▶ _Task objective_:
Every line of the material should be output exactly as written.

▶ _Study material_:
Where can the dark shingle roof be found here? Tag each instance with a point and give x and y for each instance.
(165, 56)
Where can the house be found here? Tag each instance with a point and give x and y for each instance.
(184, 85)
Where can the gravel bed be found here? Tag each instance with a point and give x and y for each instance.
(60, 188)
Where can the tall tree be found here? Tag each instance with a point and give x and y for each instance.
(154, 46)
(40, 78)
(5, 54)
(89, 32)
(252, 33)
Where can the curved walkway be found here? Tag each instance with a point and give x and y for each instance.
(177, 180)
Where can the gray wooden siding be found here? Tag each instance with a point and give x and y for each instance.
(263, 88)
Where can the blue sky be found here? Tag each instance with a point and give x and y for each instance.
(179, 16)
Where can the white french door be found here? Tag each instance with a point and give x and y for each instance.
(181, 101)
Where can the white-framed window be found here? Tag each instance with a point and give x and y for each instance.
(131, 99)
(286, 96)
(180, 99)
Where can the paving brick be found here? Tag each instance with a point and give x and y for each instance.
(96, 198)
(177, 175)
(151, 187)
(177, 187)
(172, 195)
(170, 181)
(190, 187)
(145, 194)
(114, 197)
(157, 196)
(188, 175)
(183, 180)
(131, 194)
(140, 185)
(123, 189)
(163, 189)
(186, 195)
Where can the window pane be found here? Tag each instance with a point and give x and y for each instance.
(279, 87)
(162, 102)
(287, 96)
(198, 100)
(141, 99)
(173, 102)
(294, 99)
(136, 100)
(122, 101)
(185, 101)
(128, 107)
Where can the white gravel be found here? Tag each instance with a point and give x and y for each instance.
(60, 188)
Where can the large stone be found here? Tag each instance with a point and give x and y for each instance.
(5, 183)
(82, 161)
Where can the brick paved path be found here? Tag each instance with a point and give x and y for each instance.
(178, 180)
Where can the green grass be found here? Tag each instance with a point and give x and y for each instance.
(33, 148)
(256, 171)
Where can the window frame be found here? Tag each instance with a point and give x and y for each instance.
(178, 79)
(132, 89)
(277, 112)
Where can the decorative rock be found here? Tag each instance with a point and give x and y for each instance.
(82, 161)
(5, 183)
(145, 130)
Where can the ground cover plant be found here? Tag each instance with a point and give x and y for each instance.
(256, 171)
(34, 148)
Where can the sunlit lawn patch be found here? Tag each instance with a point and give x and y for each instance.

▶ _Expected output_:
Where can the dark shingle roof be found here? Tag each instance with a point and give x and y for each instance.
(165, 56)
Where can the house be found here? Tag each instance with a point and give x and y for each instance.
(184, 85)
Where can the gravel bed be found here? Tag each instance with a point and give x and y for each instance.
(60, 188)
Where can the tall tree be found here? Tag each instance with a point and give x and y for each instance.
(154, 46)
(40, 78)
(5, 54)
(89, 32)
(252, 33)
Where can the curved walkway be found here? Tag each instance with a point and give x and y for each instance.
(177, 180)
Where can the gray wooden siding be found here? Tag each instance with a point and give x and y for each instance.
(263, 88)
Where can the blue sky be found here? Tag each instance with a point and give x and y for each instance.
(179, 16)
Where can the white french door be found here? Tag each instance with a point and give x and y for each instance.
(181, 101)
Where can the white-framed window be found here? Tag each instance with a point and give x and y for each instance.
(131, 99)
(286, 96)
(180, 99)
Where can the paving brick be found here? Tag each instance with a point and give x and y for each instance.
(96, 198)
(177, 175)
(151, 187)
(177, 187)
(172, 195)
(170, 181)
(190, 187)
(145, 194)
(114, 197)
(157, 196)
(188, 175)
(183, 180)
(131, 194)
(140, 185)
(123, 189)
(163, 189)
(186, 195)
Where can the window pane be found here? Tag each instance with a point and give x and y for each instance.
(279, 87)
(162, 102)
(287, 96)
(198, 100)
(141, 99)
(173, 102)
(294, 99)
(136, 100)
(122, 101)
(185, 101)
(128, 107)
Where can the white gravel be found here? Tag each instance with a point and give x and y for each instance.
(60, 188)
Where can the large stone be found here? Tag each instance with a point and give x and y for each instance.
(5, 183)
(82, 161)
Where can the brick paved path be found here? Tag each instance with a point and give x and y for each instance.
(178, 180)
Where can the green grass be found here? Tag each instance with a point and give x and y for each instance.
(33, 148)
(256, 171)
Where can the window frame be found here? Tag each instance with a point and give x and y for each instance.
(178, 79)
(132, 89)
(277, 112)
Where can the decorative rock be found here? Tag each instance with a point and give x and y for each instance.
(82, 161)
(5, 183)
(145, 130)
Where can the ground cover plant be found here? Tag each instance with a point and give x and y for each instance.
(256, 171)
(34, 148)
Where can the sunlit lawn patch be found here? Tag each instance with a point and give x and y for each instance.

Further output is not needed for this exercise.